Task list:
[A] Edit the passage on network taps, starting with "How it works" and going on through "tap structurally cannot.", so that "Tap FPGA" reads "Tap ASIC" in every place it occurs.
[B] Summarize the passage on network taps in two sentences.

Excerpted text:
A network tap is a purpose-built device for seeing traffic on a live Ethernet link without being part of the network. It is inserted inline — the cable that ran from a switch to a router now runs through the tap's two Network Ports — and every frame passing in either direction is copied out the Monitor Ports to an analyzer, intrusion-detection sensor, or packet recorder. Unlike a switch SPAN port, a tap has no MAC address, no IP address, and no way to transmit into the monitored link, which is why security and troubleshooting practice prefers taps at critical boundaries: the evidence they produce is complete and the monitoring system cannot be addressed or attacked from the wire.

This is an active tap for 1000BASE-T. Gigabit copper cannot be tapped passively the way 10/100 or optical fiber can, because all four pairs carry signal in both directions simultaneously using echo cancellation; the only way to extract the two directions is to terminate the link in a real Network PHY and regenerate it. That makes the tap a powered device sitting in the middle of a production link, which is why the Fail-Safe Relay Section section and the dual supplies in Power Section dominate the design: the tap must never be the reason the link goes down.

How it works

In normal operation, port A's PHY terminates the signal from one endpoint and the Tap FPGA forwards every frame to port B's PHY, and vice versa, adding well under a microsecond of latency. The same logic copies the A-to-B stream to monitor port 1 and the B-to-A stream to monitor port 2. Splitting directions onto separate outputs is deliberate: a full-duplex gigabit link can carry 1 Gbit/s each way at once, 2 Gbit/s total, which would overrun any single gigabit monitor port during bursts. A SPAN port suffers exactly this oversubscription and silently drops frames; the dual-output tap structurally cannot.

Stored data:
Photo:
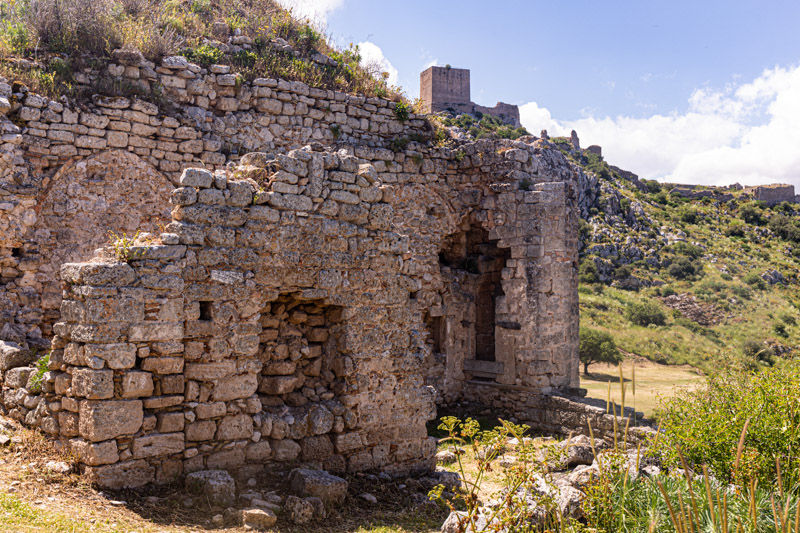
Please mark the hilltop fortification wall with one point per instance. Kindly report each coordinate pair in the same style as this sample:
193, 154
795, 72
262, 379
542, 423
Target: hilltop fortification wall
309, 302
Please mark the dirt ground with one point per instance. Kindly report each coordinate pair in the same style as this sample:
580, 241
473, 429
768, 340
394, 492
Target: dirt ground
33, 498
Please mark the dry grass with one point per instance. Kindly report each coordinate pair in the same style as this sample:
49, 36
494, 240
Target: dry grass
33, 500
653, 382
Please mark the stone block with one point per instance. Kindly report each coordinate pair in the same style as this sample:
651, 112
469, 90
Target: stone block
103, 420
200, 431
235, 428
137, 384
285, 450
215, 486
93, 384
258, 518
12, 355
235, 387
170, 422
258, 452
197, 177
117, 356
95, 454
163, 365
127, 475
332, 490
158, 445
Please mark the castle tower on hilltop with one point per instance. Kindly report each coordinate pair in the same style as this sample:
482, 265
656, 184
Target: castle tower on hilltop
448, 89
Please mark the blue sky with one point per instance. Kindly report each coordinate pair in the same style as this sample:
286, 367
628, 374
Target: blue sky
698, 92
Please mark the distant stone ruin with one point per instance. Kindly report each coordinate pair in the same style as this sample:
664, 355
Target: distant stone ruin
309, 302
448, 88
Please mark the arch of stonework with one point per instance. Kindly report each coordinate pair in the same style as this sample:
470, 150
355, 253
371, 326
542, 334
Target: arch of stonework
86, 199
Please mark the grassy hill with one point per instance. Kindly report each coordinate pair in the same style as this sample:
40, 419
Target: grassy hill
699, 281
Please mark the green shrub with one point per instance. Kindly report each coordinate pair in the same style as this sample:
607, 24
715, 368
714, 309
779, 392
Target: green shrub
587, 271
684, 268
707, 423
755, 281
646, 313
597, 346
752, 213
401, 111
735, 229
687, 215
204, 55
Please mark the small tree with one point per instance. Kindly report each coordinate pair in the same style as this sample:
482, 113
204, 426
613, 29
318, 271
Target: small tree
597, 347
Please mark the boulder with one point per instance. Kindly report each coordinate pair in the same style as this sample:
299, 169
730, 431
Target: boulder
258, 518
298, 510
215, 485
327, 487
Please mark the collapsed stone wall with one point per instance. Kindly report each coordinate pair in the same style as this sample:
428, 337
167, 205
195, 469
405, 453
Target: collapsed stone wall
309, 306
281, 317
208, 117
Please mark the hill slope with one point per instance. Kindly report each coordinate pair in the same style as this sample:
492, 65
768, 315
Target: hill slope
721, 269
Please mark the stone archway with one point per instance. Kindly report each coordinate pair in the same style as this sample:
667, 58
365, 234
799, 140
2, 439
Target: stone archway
112, 191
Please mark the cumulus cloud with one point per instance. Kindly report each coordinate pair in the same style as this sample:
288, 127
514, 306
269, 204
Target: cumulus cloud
373, 59
317, 10
747, 133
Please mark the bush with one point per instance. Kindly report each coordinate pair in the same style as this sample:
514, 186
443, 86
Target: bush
755, 281
587, 272
707, 423
751, 213
684, 268
687, 215
646, 313
735, 229
597, 346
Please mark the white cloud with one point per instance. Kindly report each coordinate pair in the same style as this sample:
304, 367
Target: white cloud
316, 10
748, 133
372, 57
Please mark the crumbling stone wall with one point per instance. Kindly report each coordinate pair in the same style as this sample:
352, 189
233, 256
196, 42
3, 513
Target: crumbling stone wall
281, 317
210, 118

Answers:
[A]
How it works

In normal operation, port A's PHY terminates the signal from one endpoint and the Tap ASIC forwards every frame to port B's PHY, and vice versa, adding well under a microsecond of latency. The same logic copies the A-to-B stream to monitor port 1 and the B-to-A stream to monitor port 2. Splitting directions onto separate outputs is deliberate: a full-duplex gigabit link can carry 1 Gbit/s each way at once, 2 Gbit/s total, which would overrun any single gigabit monitor port during bursts. A SPAN port suffers exactly this oversubscription and silently drops frames; the dual-output tap structurally cannot.

[B] A network tap is an inline device that copies every frame on a live Ethernet link to monitoring equipment while having no MAC address, no IP address, and no way to transmit into the link, so its evidence is complete and it cannot be addressed or attacked from the wire. The device described is an active, powered tap for 1000BASE-T, because gigabit copper cannot be tapped passively, and it sends each direction of traffic to its own monitor port so that full-duplex bursts of up to 2 Gbit/s total cannot overrun a single output, as happens with a SPAN port.